* [What this task involves]: Could you copy the stretch of the records that opens with the line containing "drop a point: the colorful poster" and closes at the end of the records, requests and all, and shift every coordinate in the answer points by -120?

═════ Available data ═════

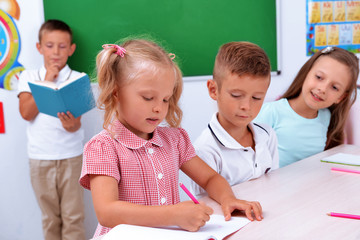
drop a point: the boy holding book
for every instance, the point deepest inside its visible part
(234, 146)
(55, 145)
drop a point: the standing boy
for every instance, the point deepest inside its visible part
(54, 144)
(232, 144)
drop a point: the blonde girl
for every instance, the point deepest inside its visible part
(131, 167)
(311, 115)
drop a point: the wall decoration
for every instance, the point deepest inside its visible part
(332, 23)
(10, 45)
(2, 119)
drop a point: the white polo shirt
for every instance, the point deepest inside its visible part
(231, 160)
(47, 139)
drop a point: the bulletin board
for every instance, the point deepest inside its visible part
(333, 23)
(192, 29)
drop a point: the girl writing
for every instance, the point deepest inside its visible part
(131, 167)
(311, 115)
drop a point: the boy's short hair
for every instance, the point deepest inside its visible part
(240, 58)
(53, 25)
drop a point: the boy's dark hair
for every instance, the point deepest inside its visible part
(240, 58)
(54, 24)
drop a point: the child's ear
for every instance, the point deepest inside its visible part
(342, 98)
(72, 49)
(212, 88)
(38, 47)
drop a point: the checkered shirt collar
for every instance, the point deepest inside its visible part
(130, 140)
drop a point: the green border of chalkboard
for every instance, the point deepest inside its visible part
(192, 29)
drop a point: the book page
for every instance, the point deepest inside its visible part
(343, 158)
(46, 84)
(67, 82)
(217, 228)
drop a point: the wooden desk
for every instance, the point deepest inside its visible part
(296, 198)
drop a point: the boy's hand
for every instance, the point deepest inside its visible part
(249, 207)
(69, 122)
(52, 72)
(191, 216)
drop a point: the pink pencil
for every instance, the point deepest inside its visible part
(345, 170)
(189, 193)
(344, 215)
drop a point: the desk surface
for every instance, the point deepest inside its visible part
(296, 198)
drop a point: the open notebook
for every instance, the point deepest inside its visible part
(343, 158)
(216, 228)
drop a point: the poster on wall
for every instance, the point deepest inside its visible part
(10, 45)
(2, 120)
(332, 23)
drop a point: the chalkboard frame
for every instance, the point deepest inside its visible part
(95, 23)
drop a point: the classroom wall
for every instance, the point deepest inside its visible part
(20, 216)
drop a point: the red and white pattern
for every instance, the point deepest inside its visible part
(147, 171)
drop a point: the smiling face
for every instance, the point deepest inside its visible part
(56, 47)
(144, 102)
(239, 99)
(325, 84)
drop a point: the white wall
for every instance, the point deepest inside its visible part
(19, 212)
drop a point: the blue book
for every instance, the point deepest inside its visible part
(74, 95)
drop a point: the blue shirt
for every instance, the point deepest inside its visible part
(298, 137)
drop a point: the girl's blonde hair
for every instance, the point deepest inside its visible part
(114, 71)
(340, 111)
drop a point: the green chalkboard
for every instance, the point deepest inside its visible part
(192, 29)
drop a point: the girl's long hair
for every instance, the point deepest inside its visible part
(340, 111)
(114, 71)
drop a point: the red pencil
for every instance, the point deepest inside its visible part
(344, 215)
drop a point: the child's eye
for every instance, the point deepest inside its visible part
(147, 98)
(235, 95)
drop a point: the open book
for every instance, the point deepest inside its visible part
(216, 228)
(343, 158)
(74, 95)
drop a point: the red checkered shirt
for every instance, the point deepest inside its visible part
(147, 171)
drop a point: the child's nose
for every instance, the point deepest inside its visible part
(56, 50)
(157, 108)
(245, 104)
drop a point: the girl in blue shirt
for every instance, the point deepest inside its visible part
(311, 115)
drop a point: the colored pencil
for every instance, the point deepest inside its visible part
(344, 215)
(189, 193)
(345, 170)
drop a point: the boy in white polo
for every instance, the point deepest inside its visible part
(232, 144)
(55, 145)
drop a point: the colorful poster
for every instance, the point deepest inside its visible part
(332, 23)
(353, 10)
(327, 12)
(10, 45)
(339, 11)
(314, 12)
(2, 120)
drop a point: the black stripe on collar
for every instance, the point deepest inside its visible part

═════

* [Finished answer]:
drop a point: the colorful poster
for every instance, the point deepest inside its visible part
(212, -97)
(233, -110)
(207, -108)
(-110, -75)
(219, -109)
(194, -108)
(-118, 0)
drop a point: the black stripe on collar
for every instance, the point deepest inside its visible part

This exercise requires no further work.